Gather every line in the rows below that contains the word "baseball", and copy each one. Case counts.

>> BEGIN

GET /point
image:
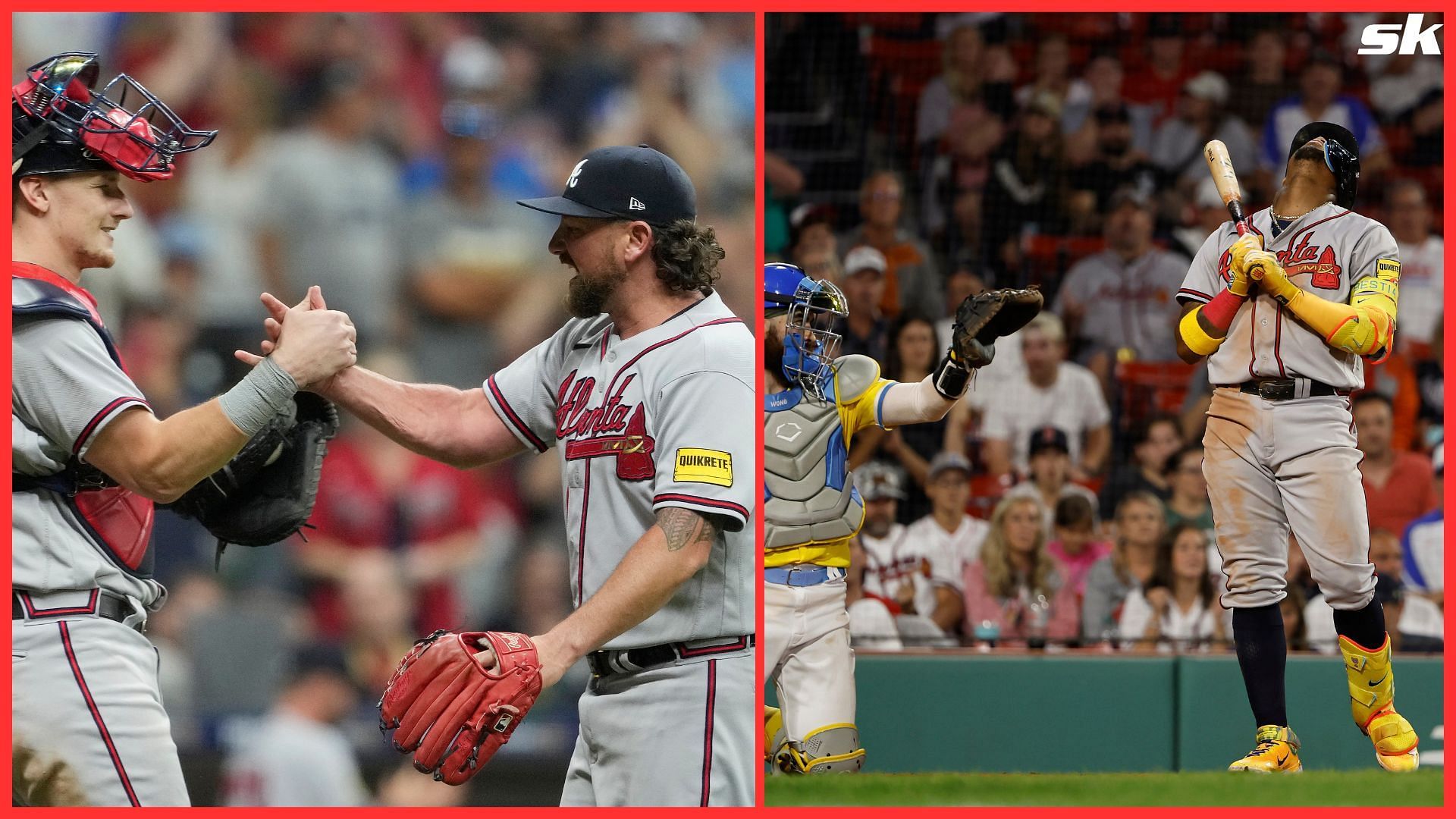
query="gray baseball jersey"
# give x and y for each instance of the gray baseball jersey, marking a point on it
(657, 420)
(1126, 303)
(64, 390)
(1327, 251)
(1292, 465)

>> END
>> BEGIN

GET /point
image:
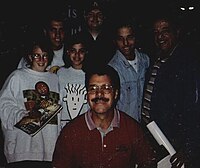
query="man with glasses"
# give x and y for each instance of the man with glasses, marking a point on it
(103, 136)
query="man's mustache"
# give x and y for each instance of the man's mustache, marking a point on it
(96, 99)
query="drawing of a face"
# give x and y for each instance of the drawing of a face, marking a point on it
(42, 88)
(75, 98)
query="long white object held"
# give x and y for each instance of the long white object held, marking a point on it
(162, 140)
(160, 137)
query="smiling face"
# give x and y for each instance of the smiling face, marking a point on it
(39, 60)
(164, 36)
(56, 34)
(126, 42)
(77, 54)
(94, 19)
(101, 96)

>> END

- TASK OUTPUT:
query="gray baseball jersey"
# give x and y for each instance of the gray baseball jersey, marking a point on it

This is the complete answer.